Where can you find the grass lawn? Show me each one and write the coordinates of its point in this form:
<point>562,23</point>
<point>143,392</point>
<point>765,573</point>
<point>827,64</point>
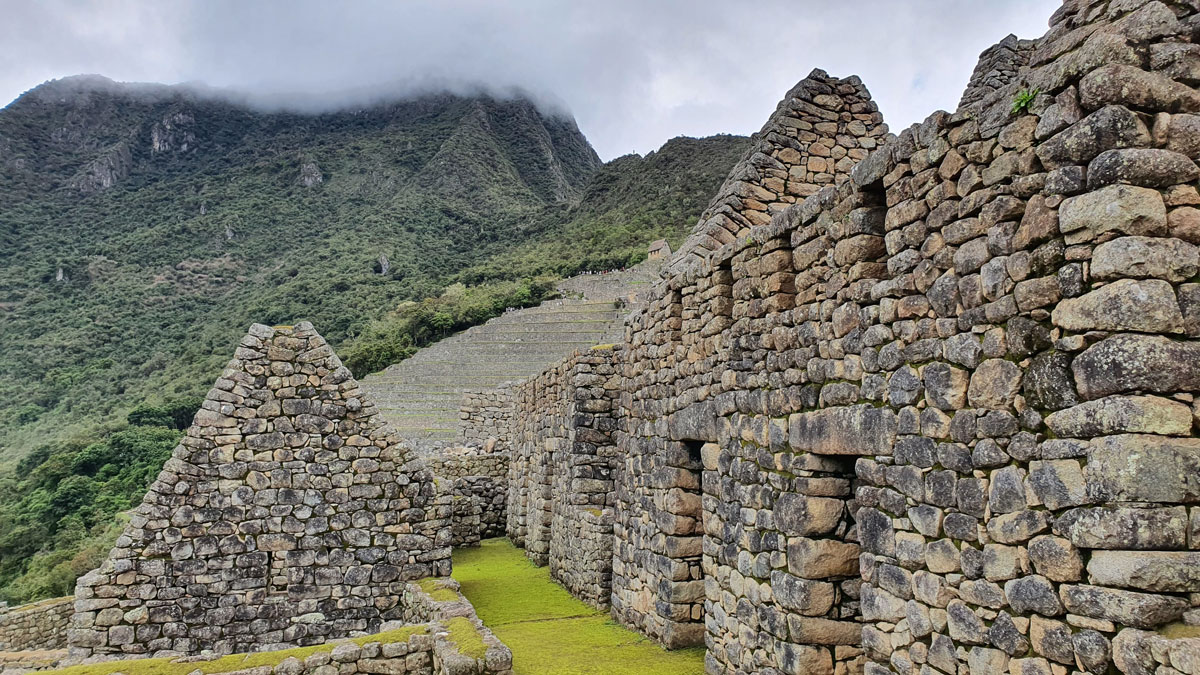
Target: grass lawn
<point>550,632</point>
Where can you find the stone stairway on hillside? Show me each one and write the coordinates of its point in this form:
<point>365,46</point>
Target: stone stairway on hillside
<point>420,395</point>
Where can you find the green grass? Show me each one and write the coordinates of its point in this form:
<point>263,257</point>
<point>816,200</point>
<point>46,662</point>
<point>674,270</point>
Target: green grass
<point>436,591</point>
<point>465,637</point>
<point>549,631</point>
<point>233,662</point>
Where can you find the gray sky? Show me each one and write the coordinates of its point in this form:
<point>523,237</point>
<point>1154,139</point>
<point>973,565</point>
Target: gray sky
<point>634,72</point>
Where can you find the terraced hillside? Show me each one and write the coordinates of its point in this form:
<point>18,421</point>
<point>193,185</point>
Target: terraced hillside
<point>420,395</point>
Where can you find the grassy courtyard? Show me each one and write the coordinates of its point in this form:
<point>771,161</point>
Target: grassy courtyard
<point>550,632</point>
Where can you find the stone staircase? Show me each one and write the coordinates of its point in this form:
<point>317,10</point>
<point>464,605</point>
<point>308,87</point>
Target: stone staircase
<point>420,395</point>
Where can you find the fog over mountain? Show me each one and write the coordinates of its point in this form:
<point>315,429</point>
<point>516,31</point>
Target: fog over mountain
<point>634,73</point>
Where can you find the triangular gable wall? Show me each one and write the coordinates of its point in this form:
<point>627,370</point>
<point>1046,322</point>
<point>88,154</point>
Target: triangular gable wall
<point>288,514</point>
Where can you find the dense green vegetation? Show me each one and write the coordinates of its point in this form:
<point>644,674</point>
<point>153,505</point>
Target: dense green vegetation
<point>59,508</point>
<point>208,228</point>
<point>143,228</point>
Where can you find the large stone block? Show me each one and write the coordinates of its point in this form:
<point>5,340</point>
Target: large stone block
<point>1126,527</point>
<point>804,515</point>
<point>853,430</point>
<point>1122,208</point>
<point>1122,414</point>
<point>1128,608</point>
<point>1139,257</point>
<point>1138,467</point>
<point>821,559</point>
<point>1131,363</point>
<point>1161,572</point>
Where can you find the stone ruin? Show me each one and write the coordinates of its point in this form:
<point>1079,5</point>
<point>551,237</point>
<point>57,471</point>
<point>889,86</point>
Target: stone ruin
<point>288,514</point>
<point>915,404</point>
<point>918,402</point>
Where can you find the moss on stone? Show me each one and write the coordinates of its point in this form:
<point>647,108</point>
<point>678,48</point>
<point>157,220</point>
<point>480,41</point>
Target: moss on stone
<point>465,637</point>
<point>232,662</point>
<point>549,631</point>
<point>439,593</point>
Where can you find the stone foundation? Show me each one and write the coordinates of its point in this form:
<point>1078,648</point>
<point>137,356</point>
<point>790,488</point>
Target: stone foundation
<point>36,626</point>
<point>287,515</point>
<point>924,402</point>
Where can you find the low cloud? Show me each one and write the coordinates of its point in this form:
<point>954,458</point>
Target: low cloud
<point>633,73</point>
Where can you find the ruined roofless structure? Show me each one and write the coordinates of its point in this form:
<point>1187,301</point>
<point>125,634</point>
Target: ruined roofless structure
<point>288,514</point>
<point>912,404</point>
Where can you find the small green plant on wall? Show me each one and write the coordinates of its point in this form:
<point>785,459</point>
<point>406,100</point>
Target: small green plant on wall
<point>1024,100</point>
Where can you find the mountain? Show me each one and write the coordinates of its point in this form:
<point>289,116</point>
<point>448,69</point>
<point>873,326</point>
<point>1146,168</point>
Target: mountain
<point>143,227</point>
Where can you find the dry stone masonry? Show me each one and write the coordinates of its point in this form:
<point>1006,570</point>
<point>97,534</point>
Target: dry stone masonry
<point>486,418</point>
<point>477,483</point>
<point>562,476</point>
<point>36,626</point>
<point>924,402</point>
<point>288,514</point>
<point>906,404</point>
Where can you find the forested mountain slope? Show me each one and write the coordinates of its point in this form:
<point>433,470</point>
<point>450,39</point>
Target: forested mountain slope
<point>144,227</point>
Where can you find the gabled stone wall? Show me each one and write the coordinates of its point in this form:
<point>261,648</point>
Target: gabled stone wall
<point>819,131</point>
<point>288,514</point>
<point>939,416</point>
<point>36,626</point>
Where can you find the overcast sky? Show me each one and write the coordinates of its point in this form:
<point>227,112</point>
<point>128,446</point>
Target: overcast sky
<point>633,72</point>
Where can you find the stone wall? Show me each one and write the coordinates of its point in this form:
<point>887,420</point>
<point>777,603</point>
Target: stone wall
<point>36,626</point>
<point>934,411</point>
<point>288,514</point>
<point>486,418</point>
<point>804,145</point>
<point>706,339</point>
<point>438,634</point>
<point>561,482</point>
<point>999,66</point>
<point>477,483</point>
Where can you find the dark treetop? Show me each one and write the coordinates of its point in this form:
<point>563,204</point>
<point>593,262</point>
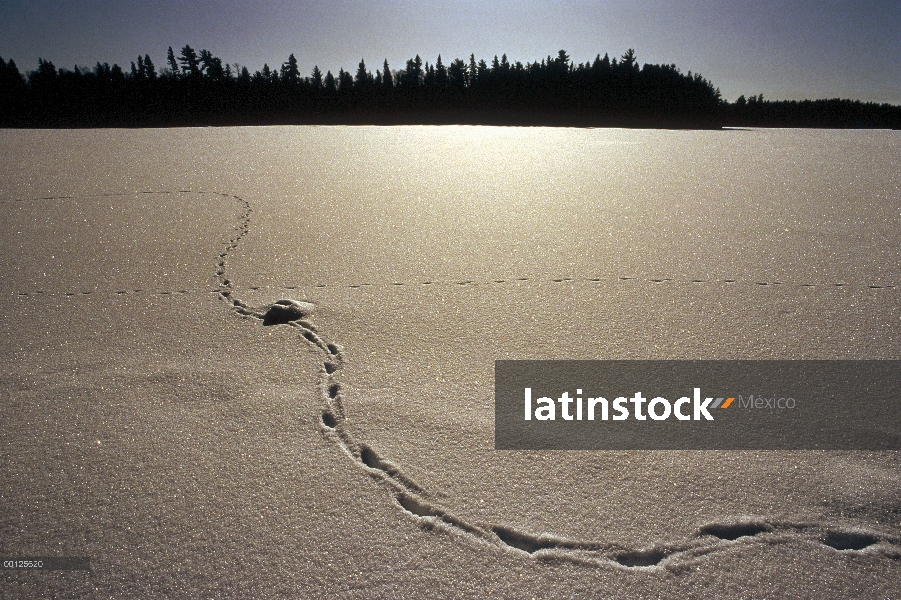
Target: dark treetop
<point>198,89</point>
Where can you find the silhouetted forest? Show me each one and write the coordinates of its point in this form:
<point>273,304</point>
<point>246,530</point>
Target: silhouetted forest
<point>199,89</point>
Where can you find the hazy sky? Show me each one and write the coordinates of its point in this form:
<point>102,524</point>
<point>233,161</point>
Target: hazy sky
<point>780,48</point>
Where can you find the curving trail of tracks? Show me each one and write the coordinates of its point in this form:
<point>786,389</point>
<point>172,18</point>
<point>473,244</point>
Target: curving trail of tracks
<point>417,503</point>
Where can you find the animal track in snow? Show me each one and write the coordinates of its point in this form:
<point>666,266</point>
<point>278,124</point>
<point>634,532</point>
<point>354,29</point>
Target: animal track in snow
<point>414,501</point>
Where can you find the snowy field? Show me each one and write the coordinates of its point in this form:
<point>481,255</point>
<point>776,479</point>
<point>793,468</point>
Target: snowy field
<point>157,418</point>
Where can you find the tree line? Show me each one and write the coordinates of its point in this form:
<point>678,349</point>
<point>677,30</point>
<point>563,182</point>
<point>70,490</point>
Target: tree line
<point>197,88</point>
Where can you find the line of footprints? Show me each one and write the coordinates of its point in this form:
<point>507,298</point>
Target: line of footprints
<point>417,503</point>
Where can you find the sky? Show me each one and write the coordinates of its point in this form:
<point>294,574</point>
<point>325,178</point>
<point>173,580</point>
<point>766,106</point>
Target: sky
<point>785,50</point>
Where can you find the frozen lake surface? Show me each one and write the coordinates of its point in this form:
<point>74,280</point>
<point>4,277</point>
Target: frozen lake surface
<point>152,423</point>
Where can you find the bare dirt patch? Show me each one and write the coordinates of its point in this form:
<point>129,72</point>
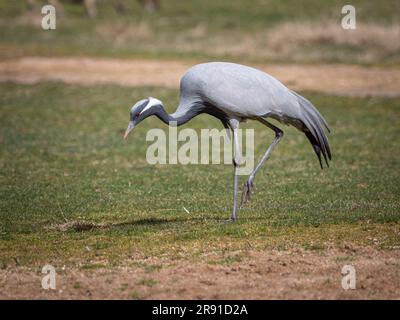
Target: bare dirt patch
<point>295,274</point>
<point>346,80</point>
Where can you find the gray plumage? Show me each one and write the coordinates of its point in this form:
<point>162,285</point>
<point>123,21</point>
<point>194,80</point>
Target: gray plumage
<point>234,93</point>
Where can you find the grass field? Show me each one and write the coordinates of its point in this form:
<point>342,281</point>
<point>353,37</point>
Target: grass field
<point>63,162</point>
<point>290,31</point>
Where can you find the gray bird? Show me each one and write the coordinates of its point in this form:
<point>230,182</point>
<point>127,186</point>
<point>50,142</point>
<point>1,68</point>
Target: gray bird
<point>234,93</point>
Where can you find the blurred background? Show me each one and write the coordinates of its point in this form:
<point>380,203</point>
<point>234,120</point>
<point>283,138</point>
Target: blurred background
<point>258,31</point>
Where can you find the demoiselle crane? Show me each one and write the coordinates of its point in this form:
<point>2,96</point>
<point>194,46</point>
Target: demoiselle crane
<point>234,93</point>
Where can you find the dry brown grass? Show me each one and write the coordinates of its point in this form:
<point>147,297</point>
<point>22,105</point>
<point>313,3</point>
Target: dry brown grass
<point>370,41</point>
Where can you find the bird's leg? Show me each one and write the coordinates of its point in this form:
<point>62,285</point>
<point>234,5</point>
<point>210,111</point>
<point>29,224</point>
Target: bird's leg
<point>248,185</point>
<point>236,164</point>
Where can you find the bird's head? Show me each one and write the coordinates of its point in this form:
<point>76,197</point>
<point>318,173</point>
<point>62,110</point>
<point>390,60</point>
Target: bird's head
<point>140,111</point>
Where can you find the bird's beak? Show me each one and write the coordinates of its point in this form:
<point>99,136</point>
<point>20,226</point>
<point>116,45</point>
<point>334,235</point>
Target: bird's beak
<point>131,125</point>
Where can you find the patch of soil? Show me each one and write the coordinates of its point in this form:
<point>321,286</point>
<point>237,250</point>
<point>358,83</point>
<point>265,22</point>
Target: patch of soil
<point>346,80</point>
<point>295,274</point>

* * * *

## [Task details]
In the listing above, find the line with "<point>57,471</point>" and the line with "Where can you find the dry stone". Output those two lines and every line between them, exactly as written.

## [Reply]
<point>57,471</point>
<point>889,86</point>
Target: stone ruin
<point>288,514</point>
<point>915,404</point>
<point>918,402</point>
Where can you find the moss on stone? Show me each one and write the coordinates of its point in this form:
<point>647,108</point>
<point>678,48</point>
<point>157,220</point>
<point>480,41</point>
Target: moss on stone
<point>465,637</point>
<point>232,662</point>
<point>549,631</point>
<point>439,593</point>
Where can you find the stone foundation? Show me each one and write the coordinates of its point in this form:
<point>1078,648</point>
<point>137,356</point>
<point>790,488</point>
Target: stone foundation
<point>36,626</point>
<point>287,515</point>
<point>924,402</point>
Where can you find the low cloud? Show me each one and write the coordinates of its point in this form:
<point>954,458</point>
Target: low cloud
<point>633,73</point>
Where can you find the ruined roofless structure? Show me each one and write the coordinates of its point in this form:
<point>1187,301</point>
<point>125,634</point>
Target: ruined roofless structure
<point>288,514</point>
<point>912,404</point>
Where can you find the small green plant on wall? Show me each one and write the coordinates of its point in this form:
<point>785,459</point>
<point>406,100</point>
Target: small green plant on wall
<point>1024,100</point>
Where can you find the mountain? Show me each one and write the coordinates of its point in this form:
<point>289,116</point>
<point>448,69</point>
<point>873,326</point>
<point>1146,168</point>
Target: mountain
<point>143,227</point>
Where can you find the dry stone masonry? Show me each one and write the coordinates of its point in this form:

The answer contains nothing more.